Required actions:
1. Copy the stretch of the thriller review from "Worth seeing: |" through "is brought in.", swapping "nurse" for "midwife".
2. Write the next part of the review of the London thriller, picking up after its last sentence.

Reading passage:

Worth seeing: | as a classy, low-budget London-based thriller, with almost no-one from the UK involved |
Director: | David Cronenberg |
Featuring: | Armin Mueller-Stahl, Naomi Watts, Viggo Mortensen, Vincent Cassel, Sinéad Cusack |
Length: | 101 minutes |
Certificate: | 18 |
Country: | Canada, UK, US |
Released: | 26th October 2007 |
WHAT’S IT ABOUT?
Anna (Naomi Watts) is a nurse at an east London hospital, when a heavily pregnant and badly wounded young girl is brought in.
The medics manage to save the baby, but not the girl. Anna searches through her possessions for clues to her identity and finds a diary, written in Russian.
Her Russian uncle translates the diary and points her in the direction of a restaurant where it appears the girl used to work.
There, Anna encounters the kindly – but not entirely trustworthy – proprietor Semyon (Armin Mueller-Stahl), his unhinged son Kirill (Vincent Cassel) and their chauffeur and all-round fixer Nikolai (Viggo Mortensen).

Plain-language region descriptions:
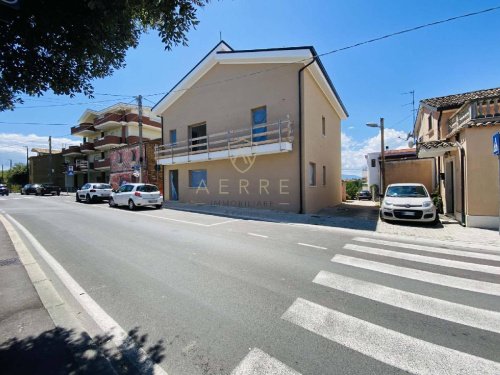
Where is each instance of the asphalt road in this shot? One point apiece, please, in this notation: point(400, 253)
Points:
point(246, 297)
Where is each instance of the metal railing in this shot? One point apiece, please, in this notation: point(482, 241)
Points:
point(273, 133)
point(475, 110)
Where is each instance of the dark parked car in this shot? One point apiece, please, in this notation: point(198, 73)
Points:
point(364, 194)
point(43, 189)
point(4, 190)
point(29, 189)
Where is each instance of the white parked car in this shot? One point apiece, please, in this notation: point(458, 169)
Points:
point(408, 202)
point(136, 195)
point(94, 192)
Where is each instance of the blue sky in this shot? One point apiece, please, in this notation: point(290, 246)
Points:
point(455, 57)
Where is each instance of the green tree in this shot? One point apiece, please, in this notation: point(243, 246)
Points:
point(17, 175)
point(63, 45)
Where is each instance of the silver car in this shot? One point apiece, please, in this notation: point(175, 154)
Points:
point(408, 202)
point(136, 195)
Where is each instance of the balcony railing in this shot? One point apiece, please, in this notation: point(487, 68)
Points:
point(475, 110)
point(261, 139)
point(106, 142)
point(102, 164)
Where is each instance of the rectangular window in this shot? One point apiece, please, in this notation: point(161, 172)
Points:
point(173, 136)
point(198, 136)
point(259, 119)
point(312, 174)
point(198, 178)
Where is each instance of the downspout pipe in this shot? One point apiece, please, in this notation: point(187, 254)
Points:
point(301, 177)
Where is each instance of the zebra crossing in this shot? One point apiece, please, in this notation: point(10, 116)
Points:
point(397, 349)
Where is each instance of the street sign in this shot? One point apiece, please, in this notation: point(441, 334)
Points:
point(496, 144)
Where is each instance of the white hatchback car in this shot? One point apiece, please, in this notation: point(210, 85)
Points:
point(408, 202)
point(94, 192)
point(136, 195)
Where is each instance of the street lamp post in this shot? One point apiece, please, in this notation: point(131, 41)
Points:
point(382, 154)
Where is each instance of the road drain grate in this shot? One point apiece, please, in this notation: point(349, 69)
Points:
point(9, 262)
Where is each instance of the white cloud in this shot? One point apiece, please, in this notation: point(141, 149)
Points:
point(13, 146)
point(353, 152)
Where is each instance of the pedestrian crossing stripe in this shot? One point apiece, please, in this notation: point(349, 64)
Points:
point(425, 259)
point(419, 275)
point(258, 362)
point(453, 312)
point(393, 348)
point(439, 250)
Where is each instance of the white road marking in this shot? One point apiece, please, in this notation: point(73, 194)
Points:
point(419, 275)
point(102, 319)
point(257, 235)
point(453, 312)
point(314, 246)
point(425, 259)
point(393, 348)
point(258, 362)
point(431, 249)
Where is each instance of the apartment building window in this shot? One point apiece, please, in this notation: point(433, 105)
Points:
point(198, 178)
point(312, 174)
point(197, 136)
point(259, 118)
point(173, 136)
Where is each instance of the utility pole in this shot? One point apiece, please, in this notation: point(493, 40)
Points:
point(382, 156)
point(50, 159)
point(139, 120)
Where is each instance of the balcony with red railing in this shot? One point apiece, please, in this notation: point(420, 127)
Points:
point(107, 142)
point(83, 130)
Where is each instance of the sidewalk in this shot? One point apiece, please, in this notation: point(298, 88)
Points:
point(30, 342)
point(358, 216)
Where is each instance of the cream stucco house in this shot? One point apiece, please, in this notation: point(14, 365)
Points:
point(253, 128)
point(457, 131)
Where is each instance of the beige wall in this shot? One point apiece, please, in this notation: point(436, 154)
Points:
point(228, 106)
point(481, 171)
point(410, 171)
point(323, 150)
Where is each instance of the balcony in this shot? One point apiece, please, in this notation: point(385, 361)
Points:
point(103, 164)
point(107, 142)
point(83, 130)
point(260, 140)
point(481, 110)
point(72, 151)
point(87, 147)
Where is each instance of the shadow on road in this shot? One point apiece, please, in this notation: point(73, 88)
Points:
point(62, 351)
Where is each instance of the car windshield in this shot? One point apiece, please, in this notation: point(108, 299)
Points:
point(414, 191)
point(147, 188)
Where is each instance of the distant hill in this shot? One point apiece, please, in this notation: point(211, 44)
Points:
point(350, 177)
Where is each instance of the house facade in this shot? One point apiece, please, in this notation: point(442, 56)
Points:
point(102, 132)
point(457, 131)
point(253, 128)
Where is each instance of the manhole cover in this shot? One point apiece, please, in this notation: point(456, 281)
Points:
point(8, 262)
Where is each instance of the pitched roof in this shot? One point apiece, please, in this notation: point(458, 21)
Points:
point(457, 100)
point(223, 53)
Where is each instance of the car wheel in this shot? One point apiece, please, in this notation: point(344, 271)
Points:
point(131, 205)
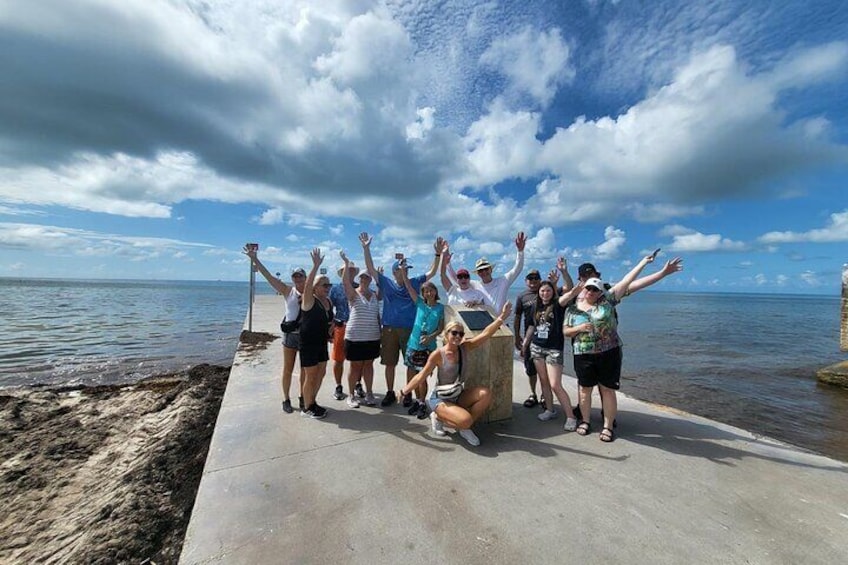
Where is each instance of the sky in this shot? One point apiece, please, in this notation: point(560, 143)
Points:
point(151, 139)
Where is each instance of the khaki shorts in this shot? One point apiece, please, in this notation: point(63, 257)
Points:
point(392, 344)
point(338, 342)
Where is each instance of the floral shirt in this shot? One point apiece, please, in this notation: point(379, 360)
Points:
point(602, 316)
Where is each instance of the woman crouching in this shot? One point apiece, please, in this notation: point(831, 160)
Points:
point(466, 405)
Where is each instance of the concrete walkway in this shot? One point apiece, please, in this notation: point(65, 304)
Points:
point(373, 486)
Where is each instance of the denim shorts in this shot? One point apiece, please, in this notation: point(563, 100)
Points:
point(549, 356)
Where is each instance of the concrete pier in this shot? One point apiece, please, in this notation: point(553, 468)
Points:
point(372, 485)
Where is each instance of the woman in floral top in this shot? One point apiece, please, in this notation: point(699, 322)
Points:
point(592, 325)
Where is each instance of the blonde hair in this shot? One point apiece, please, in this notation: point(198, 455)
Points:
point(448, 327)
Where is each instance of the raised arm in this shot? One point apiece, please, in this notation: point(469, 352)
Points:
point(437, 247)
point(571, 293)
point(489, 330)
point(446, 256)
point(365, 240)
point(670, 268)
point(567, 281)
point(308, 299)
point(276, 283)
point(512, 274)
point(404, 276)
point(620, 288)
point(350, 292)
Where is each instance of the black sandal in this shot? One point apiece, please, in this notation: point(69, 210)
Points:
point(607, 435)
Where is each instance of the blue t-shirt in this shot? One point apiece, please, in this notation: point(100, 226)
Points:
point(398, 307)
point(427, 320)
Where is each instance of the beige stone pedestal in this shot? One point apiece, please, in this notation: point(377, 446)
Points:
point(489, 365)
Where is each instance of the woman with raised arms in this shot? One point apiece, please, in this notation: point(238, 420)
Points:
point(468, 405)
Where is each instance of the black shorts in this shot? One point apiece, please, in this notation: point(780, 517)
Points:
point(313, 352)
point(599, 368)
point(362, 350)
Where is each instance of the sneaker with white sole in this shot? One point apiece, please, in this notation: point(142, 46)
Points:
point(470, 437)
point(547, 415)
point(436, 425)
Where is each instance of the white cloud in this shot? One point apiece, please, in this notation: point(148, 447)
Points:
point(696, 242)
point(69, 242)
point(534, 62)
point(836, 230)
point(614, 240)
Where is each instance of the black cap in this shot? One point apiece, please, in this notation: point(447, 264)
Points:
point(587, 270)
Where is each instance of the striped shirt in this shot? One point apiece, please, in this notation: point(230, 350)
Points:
point(364, 321)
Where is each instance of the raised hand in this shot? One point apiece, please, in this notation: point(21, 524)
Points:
point(250, 252)
point(562, 264)
point(520, 241)
point(672, 266)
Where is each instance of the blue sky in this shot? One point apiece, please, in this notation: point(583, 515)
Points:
point(153, 138)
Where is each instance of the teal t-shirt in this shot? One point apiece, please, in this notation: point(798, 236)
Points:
point(427, 320)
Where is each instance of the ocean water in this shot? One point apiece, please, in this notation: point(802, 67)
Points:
point(747, 360)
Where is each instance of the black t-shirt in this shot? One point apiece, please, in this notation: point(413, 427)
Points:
point(524, 307)
point(549, 326)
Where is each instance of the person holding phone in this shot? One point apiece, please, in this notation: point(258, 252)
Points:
point(398, 311)
point(291, 340)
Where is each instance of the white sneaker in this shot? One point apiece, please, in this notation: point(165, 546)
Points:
point(547, 415)
point(470, 437)
point(436, 425)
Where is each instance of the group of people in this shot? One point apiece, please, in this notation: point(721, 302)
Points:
point(411, 322)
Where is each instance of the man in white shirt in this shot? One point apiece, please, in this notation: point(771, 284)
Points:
point(498, 288)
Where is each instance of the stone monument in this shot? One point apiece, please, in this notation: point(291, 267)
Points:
point(490, 364)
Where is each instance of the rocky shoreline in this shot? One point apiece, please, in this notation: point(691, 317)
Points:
point(104, 474)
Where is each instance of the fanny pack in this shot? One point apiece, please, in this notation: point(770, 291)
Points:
point(453, 390)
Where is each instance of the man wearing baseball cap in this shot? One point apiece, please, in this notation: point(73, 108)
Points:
point(398, 311)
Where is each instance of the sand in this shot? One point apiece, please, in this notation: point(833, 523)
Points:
point(104, 474)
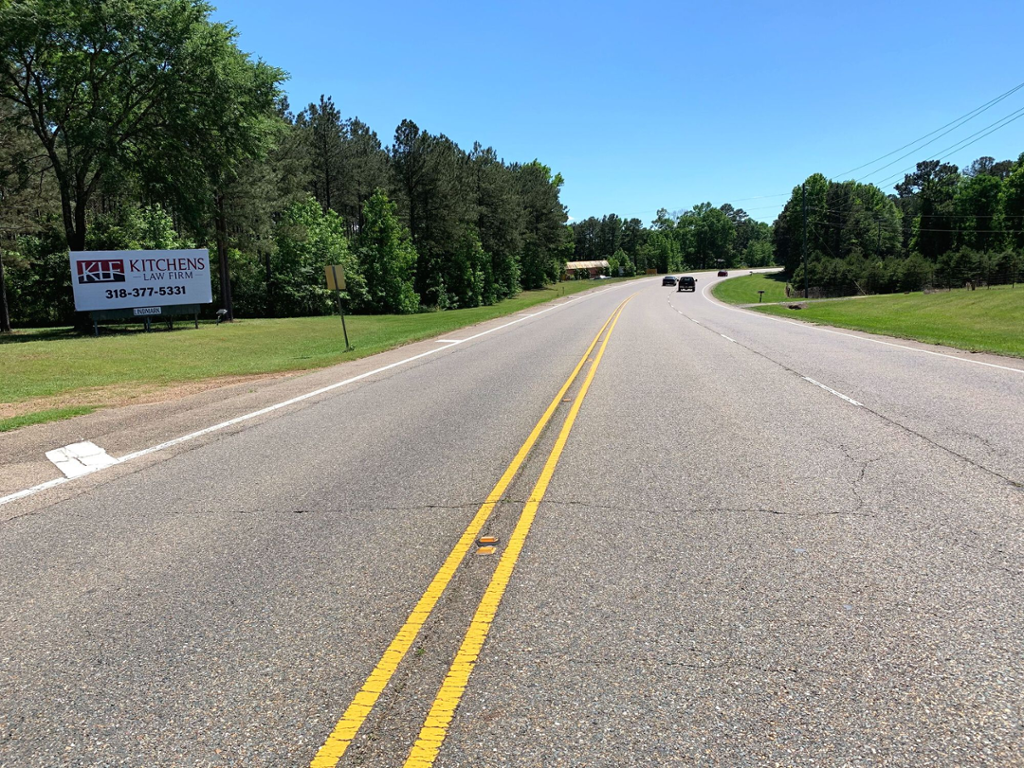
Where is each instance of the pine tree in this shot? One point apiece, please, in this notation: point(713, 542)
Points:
point(387, 258)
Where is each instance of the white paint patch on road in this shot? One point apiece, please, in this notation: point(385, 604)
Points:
point(269, 409)
point(80, 459)
point(829, 389)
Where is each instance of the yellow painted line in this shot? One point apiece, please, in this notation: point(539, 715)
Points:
point(358, 710)
point(434, 729)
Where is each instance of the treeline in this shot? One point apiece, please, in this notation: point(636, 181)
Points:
point(137, 124)
point(942, 228)
point(702, 238)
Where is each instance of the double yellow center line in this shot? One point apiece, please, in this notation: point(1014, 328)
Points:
point(434, 729)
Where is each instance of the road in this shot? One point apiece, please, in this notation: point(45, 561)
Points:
point(729, 540)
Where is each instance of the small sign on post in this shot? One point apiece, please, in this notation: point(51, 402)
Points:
point(336, 282)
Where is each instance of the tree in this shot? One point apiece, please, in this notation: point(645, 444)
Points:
point(547, 242)
point(934, 183)
point(129, 85)
point(499, 219)
point(307, 240)
point(321, 123)
point(387, 258)
point(1012, 205)
point(20, 179)
point(978, 207)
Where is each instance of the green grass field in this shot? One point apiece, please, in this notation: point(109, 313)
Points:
point(986, 320)
point(744, 290)
point(55, 363)
point(40, 417)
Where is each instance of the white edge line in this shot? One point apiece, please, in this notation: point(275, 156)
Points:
point(829, 389)
point(854, 336)
point(269, 409)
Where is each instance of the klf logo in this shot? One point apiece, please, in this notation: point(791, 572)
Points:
point(101, 270)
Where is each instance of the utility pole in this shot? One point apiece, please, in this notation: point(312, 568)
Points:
point(803, 193)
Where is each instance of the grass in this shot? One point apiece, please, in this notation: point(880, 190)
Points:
point(986, 320)
point(50, 363)
point(744, 290)
point(41, 417)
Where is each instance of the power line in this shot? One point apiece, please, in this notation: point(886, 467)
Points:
point(957, 146)
point(965, 118)
point(903, 157)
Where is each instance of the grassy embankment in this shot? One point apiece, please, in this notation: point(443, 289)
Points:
point(984, 321)
point(52, 374)
point(744, 290)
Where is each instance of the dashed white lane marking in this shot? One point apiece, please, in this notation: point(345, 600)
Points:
point(829, 389)
point(854, 336)
point(269, 409)
point(80, 458)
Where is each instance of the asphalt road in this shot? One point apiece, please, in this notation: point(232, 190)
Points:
point(761, 543)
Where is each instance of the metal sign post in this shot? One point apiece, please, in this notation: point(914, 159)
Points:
point(336, 282)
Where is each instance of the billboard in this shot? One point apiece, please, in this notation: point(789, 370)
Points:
point(125, 280)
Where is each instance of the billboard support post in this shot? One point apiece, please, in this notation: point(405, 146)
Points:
point(336, 282)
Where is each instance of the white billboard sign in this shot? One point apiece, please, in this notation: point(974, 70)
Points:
point(125, 280)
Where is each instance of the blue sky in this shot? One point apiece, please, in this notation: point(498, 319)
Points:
point(648, 104)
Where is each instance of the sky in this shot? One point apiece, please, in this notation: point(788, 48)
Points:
point(649, 104)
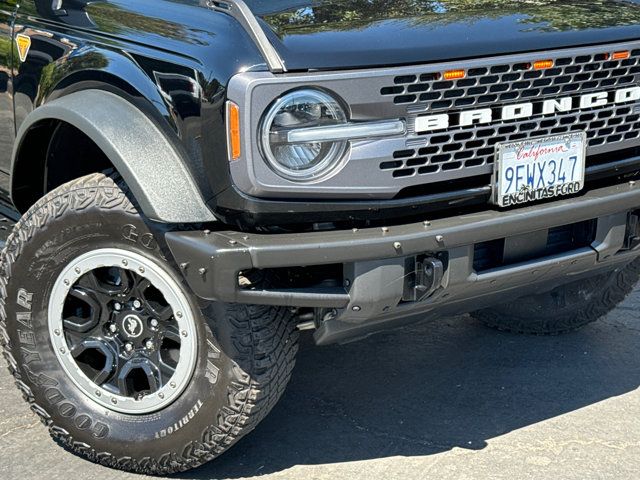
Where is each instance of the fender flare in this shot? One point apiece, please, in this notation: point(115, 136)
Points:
point(142, 154)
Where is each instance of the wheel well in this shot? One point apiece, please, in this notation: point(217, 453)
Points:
point(53, 152)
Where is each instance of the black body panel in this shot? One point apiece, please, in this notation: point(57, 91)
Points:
point(173, 59)
point(335, 34)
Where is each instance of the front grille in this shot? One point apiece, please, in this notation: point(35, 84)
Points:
point(455, 150)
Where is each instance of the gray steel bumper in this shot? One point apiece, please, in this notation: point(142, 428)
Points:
point(374, 261)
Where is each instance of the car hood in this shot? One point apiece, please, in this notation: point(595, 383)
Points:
point(338, 34)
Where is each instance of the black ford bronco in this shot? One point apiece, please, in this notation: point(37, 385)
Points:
point(196, 181)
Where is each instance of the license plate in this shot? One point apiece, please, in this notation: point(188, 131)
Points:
point(539, 168)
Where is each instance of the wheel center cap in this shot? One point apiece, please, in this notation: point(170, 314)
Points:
point(132, 326)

Answers below:
1.
Worth seeing: | as a classy, low-budget London-based thriller, with almost no-one from the UK involved |
Director: | David Cronenberg |
Featuring: | Armin Mueller-Stahl, Naomi Watts, Viggo Mortensen, Vincent Cassel, Sinéad Cusack |
Length: | 101 minutes |
Certificate: | 18 |
Country: | Canada, UK, US |
Released: | 26th October 2007 |
WHAT’S IT ABOUT?
Anna (Naomi Watts) is a midwife at an east London hospital, when a heavily pregnant and badly wounded young girl is brought in.

2.
The stakes grow ever higher as Anna immerses herself in the Russian criminal underworld of London, in her attempt to get justice for the girl and provide a safe future for the baby.
WHAT’S IT LIKE?
On the surface, this seems to be a rather unusual choice of movie for David Cronenberg – a Canadian film-maker, directing an Australian (playing in Englishwoman) and a Frenchman, a German and a Danish-American (all playing Russians) in the London criminal underworld.
But the film actually works well as a companion piece for Cronenberg’s recent A History of Violence, which also starred Mortensen as a quiet man with a murky background.
This film, with its foreign criminals and put-upon eastern European immigrants in the seedier parts of London, covers some similar territory to Dirty Pretty Things, although it’s a rather more straight-forward narrative.
Cronenberg’s assured direction carries the plot at a calm pace, giving the characters time to develop and you can certainly feel the emotional crescendos approaching with dread.
The film will largely be remembered for some of its more violent moments, including one scene – featuring a nude knife-fight in a public bath-house – but it works as a strong drama too.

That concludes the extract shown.